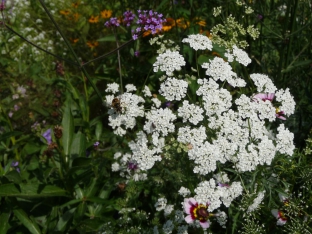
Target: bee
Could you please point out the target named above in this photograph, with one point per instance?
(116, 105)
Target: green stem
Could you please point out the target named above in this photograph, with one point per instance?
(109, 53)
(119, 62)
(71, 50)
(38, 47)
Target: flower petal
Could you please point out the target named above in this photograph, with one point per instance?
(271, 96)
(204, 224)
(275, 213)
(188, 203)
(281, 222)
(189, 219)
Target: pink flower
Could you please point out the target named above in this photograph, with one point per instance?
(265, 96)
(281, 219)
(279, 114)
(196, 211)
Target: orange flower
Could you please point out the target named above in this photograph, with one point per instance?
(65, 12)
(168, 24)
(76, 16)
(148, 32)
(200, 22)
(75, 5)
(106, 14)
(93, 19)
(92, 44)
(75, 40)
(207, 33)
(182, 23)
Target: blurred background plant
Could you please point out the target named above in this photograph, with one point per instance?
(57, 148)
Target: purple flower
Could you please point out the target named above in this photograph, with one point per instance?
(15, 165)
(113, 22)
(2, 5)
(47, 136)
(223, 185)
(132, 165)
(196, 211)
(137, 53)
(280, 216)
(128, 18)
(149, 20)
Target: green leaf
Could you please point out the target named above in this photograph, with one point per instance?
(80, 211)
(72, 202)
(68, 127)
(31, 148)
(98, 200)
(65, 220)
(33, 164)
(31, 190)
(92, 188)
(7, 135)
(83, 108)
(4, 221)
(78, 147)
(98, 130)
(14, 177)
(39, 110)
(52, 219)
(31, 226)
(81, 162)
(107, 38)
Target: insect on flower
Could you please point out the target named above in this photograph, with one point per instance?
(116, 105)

▶ [GOAL] Copy the data above word for word, from the line that contains "Target: green leaf" through the end of the data, inclusive.

▶ [TASK RESULT]
Target: green leaf
Could you please point out the target named above in this photograph, with one point per instance?
(80, 211)
(72, 202)
(68, 127)
(31, 148)
(98, 200)
(65, 220)
(33, 164)
(31, 190)
(92, 188)
(7, 135)
(83, 108)
(4, 221)
(78, 147)
(98, 130)
(14, 177)
(39, 110)
(52, 219)
(31, 226)
(81, 162)
(107, 38)
Target: insect on flower
Could you please point out the target named above in this photograph, with one point per instance?
(116, 105)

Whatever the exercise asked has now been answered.